Show every line of the entries below that contains the string "building".
##### DATASET RECORDS
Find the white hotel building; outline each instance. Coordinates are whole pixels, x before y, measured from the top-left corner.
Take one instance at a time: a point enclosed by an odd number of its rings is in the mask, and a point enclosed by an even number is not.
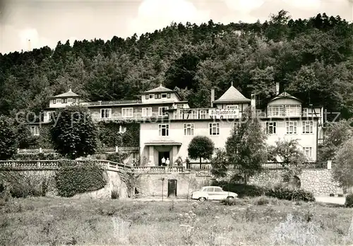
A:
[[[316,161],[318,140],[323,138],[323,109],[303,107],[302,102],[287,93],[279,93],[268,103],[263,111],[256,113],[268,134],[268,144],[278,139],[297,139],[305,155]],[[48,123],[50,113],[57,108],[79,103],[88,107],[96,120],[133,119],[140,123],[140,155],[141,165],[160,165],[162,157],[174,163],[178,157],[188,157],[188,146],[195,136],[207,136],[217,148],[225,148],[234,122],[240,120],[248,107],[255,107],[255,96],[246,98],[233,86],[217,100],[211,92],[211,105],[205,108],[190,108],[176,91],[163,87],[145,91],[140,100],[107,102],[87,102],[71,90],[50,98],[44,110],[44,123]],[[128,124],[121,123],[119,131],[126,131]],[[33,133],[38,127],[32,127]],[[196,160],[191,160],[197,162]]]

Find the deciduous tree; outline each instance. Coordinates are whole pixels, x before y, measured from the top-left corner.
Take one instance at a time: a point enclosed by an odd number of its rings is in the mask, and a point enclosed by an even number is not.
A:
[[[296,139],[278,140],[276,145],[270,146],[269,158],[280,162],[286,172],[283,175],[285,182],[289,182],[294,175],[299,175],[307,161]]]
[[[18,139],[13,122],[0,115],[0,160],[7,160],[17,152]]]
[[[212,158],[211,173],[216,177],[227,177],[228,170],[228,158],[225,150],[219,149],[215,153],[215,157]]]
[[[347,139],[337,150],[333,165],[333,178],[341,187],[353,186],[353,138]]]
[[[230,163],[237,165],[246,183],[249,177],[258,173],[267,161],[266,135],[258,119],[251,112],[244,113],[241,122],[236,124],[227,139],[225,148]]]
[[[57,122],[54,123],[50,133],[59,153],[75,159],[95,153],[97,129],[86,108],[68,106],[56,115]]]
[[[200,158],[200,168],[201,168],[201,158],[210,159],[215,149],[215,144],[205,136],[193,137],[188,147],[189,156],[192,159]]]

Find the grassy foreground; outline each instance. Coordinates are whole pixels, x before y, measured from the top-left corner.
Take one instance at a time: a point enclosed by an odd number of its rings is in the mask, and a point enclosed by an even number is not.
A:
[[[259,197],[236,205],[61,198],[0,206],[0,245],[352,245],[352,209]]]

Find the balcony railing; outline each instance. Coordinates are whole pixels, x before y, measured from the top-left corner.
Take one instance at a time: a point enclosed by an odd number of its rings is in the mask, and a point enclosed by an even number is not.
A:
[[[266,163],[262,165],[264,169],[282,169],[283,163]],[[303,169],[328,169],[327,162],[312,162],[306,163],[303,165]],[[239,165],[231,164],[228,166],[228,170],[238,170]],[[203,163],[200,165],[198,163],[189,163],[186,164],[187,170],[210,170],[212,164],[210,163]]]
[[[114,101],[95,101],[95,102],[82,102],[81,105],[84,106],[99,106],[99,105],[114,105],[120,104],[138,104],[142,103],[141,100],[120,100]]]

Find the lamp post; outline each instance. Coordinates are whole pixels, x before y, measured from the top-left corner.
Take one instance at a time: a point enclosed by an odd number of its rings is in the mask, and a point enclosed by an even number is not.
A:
##########
##### DATASET RECORDS
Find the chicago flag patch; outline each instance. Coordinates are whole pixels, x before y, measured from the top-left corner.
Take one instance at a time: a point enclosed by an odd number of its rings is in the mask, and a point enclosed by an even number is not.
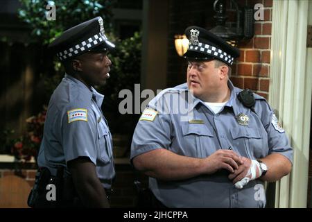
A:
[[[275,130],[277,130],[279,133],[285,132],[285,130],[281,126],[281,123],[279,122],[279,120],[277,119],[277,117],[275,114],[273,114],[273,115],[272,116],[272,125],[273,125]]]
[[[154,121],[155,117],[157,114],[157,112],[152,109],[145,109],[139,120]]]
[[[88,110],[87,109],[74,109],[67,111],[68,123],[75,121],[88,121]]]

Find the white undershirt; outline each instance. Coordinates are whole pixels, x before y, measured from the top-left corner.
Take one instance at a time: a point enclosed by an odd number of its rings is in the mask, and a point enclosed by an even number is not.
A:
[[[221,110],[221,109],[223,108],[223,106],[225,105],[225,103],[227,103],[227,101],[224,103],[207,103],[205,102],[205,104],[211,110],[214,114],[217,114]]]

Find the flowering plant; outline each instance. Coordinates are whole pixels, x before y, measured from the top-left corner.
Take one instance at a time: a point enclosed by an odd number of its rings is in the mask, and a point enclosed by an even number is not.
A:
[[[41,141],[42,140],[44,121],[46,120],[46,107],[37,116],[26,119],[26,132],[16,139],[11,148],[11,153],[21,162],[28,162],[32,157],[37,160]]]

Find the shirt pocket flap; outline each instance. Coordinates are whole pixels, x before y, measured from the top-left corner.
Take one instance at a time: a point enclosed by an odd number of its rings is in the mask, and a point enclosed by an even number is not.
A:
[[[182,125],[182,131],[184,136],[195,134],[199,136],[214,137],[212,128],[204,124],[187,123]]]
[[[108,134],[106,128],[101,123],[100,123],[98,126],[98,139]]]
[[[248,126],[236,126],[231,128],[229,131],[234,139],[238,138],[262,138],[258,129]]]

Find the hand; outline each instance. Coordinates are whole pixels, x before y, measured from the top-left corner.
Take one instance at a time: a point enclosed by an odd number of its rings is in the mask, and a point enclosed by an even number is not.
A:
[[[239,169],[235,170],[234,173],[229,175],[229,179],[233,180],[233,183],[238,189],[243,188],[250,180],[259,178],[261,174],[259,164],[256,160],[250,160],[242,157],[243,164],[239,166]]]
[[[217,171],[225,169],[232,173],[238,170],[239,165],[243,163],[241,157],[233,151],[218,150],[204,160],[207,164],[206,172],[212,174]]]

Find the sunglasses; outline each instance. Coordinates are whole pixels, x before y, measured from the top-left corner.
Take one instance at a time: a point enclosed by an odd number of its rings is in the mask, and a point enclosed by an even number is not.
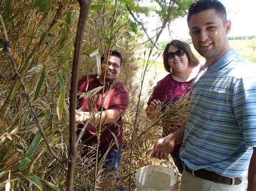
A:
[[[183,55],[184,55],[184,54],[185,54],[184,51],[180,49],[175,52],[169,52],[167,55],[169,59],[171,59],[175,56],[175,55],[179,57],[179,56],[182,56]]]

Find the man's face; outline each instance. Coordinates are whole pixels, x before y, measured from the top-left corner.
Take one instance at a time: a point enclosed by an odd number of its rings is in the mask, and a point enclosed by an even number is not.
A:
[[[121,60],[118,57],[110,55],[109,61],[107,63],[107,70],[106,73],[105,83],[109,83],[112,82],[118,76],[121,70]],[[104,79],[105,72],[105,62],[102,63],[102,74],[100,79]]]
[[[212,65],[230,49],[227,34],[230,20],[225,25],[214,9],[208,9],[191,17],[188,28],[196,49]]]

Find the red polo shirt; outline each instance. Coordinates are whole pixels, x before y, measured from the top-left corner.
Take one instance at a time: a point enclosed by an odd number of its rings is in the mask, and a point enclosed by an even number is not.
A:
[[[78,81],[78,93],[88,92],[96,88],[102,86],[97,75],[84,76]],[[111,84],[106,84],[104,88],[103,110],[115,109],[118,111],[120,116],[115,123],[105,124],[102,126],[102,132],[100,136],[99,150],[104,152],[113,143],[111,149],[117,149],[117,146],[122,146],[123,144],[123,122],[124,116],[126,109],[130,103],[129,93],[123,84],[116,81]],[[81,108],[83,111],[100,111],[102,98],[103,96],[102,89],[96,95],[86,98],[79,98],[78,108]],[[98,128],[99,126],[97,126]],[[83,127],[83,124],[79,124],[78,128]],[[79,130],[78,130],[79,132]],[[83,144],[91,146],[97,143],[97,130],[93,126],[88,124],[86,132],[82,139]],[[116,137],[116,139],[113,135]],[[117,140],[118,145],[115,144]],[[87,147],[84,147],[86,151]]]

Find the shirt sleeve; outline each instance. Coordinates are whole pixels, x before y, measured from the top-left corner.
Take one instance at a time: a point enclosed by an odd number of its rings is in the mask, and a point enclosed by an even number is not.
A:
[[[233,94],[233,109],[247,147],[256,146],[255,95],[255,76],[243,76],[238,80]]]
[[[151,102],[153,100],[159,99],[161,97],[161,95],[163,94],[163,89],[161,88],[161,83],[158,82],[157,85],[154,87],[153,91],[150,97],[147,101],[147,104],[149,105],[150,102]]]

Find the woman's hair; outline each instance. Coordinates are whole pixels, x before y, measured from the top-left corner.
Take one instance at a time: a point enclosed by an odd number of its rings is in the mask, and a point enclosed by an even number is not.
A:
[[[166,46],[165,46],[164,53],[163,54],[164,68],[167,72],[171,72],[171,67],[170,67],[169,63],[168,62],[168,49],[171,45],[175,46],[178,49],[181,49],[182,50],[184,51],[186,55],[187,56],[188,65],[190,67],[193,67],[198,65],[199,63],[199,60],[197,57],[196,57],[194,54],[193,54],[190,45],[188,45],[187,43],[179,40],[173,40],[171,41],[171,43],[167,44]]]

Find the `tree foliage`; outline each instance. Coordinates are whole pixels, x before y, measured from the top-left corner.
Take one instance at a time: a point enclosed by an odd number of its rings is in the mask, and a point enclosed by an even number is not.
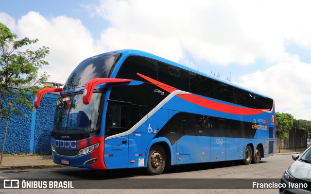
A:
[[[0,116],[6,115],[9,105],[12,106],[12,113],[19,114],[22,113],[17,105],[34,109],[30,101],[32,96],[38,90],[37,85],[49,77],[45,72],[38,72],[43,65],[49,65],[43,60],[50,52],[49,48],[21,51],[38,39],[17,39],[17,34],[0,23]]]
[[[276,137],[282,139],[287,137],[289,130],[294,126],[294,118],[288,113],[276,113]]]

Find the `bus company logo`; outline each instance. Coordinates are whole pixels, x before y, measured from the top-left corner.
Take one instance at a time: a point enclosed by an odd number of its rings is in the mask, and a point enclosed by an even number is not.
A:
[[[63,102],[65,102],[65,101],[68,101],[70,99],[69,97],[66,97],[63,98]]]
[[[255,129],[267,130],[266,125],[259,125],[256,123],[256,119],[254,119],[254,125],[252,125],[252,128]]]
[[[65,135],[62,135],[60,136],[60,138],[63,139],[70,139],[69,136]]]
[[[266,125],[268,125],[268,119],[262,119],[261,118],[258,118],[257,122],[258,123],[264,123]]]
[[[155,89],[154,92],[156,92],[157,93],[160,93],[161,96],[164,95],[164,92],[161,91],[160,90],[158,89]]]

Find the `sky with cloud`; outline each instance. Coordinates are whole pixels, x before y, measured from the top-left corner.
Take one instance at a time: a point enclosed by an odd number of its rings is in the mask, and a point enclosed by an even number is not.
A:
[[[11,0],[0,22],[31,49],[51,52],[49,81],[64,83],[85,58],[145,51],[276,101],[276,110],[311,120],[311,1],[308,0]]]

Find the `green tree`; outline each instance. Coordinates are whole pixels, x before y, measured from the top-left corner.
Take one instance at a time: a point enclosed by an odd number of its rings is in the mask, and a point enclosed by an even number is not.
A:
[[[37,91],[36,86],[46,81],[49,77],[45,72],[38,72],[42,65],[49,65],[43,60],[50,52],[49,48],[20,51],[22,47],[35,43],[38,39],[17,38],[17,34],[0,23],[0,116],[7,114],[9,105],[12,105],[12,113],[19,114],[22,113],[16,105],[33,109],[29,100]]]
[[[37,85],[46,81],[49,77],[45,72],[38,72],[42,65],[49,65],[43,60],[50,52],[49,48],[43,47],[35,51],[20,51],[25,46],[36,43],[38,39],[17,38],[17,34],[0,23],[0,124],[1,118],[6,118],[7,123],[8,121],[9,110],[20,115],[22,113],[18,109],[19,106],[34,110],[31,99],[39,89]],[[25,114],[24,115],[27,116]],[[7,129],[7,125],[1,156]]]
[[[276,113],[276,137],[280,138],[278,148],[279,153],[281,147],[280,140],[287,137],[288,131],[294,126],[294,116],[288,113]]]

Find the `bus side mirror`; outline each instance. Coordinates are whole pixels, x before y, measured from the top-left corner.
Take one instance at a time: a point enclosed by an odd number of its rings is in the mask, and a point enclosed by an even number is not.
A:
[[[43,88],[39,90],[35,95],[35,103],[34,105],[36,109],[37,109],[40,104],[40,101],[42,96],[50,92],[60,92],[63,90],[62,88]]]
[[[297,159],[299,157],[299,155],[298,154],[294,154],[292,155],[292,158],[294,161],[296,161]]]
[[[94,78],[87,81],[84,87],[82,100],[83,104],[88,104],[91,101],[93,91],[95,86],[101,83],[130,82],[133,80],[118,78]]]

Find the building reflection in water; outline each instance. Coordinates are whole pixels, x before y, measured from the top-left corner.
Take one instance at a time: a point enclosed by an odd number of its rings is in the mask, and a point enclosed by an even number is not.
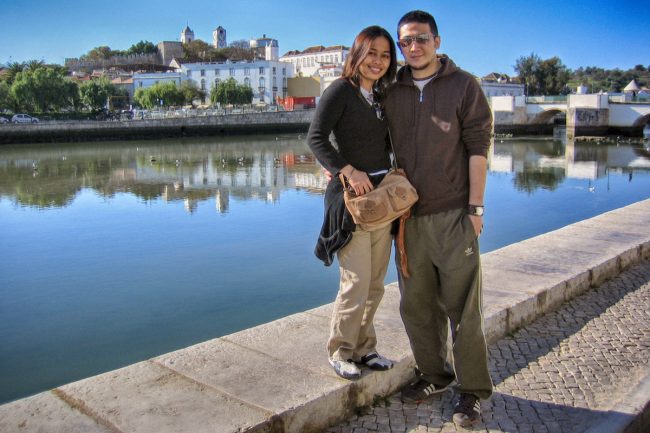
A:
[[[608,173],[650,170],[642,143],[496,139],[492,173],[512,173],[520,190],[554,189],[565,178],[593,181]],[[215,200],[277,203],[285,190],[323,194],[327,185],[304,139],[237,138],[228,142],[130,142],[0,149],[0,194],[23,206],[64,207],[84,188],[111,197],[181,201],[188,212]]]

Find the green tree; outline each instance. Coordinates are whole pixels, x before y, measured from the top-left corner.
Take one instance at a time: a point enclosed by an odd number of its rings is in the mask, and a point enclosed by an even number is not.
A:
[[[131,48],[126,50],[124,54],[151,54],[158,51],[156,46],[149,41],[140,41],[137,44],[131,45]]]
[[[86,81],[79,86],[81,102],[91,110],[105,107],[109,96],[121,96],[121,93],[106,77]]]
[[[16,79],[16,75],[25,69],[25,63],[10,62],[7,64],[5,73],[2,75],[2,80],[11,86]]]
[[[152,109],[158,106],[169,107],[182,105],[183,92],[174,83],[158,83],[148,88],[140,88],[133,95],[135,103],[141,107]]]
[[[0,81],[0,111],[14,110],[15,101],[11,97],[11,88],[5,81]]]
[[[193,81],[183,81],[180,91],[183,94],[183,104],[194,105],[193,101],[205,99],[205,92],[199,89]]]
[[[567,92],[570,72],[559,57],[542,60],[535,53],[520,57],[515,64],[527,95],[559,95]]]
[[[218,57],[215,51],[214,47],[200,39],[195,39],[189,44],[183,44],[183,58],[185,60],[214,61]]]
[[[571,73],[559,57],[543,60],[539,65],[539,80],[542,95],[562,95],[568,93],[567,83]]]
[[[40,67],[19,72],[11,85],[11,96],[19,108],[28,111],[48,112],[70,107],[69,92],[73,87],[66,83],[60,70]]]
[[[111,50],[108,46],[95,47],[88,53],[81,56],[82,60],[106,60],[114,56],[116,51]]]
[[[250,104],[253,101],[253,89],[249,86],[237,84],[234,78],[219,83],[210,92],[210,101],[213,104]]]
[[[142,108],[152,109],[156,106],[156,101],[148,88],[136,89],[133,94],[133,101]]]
##########
**COMPLETED TASK:**
Find the white hotel building; outline each instance. Coordinates are whole pixels, x before y, measured from the top-left corner.
Find the building reflection in water; outline each instance. Coordinates are whole pixels, x before y, measured from the top-left corner.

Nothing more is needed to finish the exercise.